Task to complete ::
Please return exactly the lines below that run from the line with "dark crevice, placed" through the end of the listing, both included, but not the pictures.
START Raw data
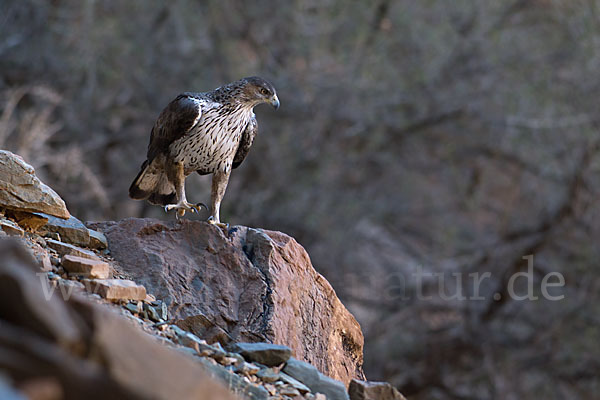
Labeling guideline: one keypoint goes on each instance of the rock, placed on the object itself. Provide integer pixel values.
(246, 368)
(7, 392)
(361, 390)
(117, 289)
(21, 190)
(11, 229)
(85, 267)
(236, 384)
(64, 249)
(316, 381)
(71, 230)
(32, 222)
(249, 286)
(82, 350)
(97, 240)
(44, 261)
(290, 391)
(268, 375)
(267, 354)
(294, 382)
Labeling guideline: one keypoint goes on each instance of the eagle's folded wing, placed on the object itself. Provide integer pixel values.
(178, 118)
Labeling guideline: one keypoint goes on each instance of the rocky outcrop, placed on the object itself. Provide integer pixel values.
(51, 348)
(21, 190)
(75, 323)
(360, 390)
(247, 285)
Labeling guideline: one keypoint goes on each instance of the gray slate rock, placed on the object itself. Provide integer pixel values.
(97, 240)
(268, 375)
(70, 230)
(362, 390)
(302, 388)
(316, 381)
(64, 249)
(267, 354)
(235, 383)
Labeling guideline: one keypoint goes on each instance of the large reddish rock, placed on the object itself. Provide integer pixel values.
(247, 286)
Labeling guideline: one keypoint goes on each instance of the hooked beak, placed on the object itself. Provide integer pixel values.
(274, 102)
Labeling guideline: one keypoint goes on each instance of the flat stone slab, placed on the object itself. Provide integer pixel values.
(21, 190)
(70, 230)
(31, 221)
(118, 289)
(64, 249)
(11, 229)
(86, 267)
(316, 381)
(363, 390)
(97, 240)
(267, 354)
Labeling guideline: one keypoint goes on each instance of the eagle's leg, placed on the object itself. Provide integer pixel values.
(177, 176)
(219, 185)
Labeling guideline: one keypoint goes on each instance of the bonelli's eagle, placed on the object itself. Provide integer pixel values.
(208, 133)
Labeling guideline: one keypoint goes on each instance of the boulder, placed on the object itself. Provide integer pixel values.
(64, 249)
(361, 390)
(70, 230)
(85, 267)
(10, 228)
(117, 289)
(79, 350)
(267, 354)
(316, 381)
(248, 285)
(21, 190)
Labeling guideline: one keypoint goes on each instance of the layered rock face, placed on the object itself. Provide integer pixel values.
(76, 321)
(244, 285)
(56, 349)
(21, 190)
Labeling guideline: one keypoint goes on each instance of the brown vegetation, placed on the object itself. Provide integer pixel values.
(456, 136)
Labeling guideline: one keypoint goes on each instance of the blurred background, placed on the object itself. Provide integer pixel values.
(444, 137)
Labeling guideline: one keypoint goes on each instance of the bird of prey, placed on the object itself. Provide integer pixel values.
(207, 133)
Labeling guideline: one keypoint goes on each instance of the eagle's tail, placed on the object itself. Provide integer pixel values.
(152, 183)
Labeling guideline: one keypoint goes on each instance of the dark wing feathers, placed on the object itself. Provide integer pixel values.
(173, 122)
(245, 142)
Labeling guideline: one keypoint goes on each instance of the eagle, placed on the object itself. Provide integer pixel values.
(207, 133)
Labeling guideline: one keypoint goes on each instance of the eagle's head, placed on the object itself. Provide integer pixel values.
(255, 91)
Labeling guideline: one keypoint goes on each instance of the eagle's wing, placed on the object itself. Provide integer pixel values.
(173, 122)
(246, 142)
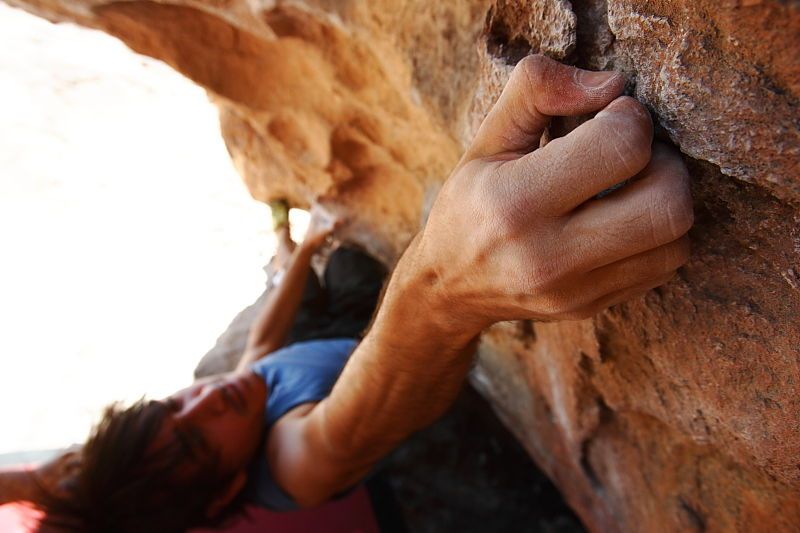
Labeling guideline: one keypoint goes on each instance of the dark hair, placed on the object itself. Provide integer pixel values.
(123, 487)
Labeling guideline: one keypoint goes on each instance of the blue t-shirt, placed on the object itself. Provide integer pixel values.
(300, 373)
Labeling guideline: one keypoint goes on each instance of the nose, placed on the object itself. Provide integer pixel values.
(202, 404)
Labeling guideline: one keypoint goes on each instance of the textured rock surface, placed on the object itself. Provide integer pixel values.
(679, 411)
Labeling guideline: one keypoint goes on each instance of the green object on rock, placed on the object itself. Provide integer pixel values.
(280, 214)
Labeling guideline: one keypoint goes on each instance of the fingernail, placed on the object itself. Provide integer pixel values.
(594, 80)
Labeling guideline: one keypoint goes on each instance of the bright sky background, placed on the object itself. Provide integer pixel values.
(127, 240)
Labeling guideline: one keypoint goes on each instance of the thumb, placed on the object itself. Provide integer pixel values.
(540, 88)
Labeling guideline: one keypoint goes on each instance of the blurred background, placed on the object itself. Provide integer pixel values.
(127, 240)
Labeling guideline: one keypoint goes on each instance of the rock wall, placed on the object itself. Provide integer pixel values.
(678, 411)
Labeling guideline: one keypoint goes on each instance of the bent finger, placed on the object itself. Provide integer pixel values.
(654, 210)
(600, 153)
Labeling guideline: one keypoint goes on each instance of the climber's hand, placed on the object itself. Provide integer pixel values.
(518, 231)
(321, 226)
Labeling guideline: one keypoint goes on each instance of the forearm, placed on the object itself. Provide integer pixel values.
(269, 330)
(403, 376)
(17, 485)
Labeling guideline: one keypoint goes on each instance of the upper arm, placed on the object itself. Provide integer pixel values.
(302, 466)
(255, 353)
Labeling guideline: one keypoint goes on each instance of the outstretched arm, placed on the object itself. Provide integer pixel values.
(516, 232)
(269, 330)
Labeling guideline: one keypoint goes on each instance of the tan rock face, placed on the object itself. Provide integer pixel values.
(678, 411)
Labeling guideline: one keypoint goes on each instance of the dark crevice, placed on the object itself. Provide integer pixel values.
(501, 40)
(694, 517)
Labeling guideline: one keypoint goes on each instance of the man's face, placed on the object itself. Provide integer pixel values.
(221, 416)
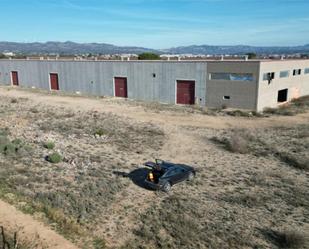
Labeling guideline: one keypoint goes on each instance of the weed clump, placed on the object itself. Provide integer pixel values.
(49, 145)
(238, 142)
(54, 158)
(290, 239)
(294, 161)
END Raw data
Output of the task ::
Labeling guideline: one keypoint goes on each instance of the dark crevice, placed on the object itself. Provide integer pixel values.
(501, 40)
(694, 517)
Labeling guideline: one keypoint goes on each instance of the man's face, placed on the object itself. Provide integer pixel values.
(221, 416)
Labeling guideline: one keypoint goes on each instance of the weed clump, placed on the object itself. Provide integer pixel values.
(49, 145)
(238, 142)
(54, 158)
(290, 239)
(294, 161)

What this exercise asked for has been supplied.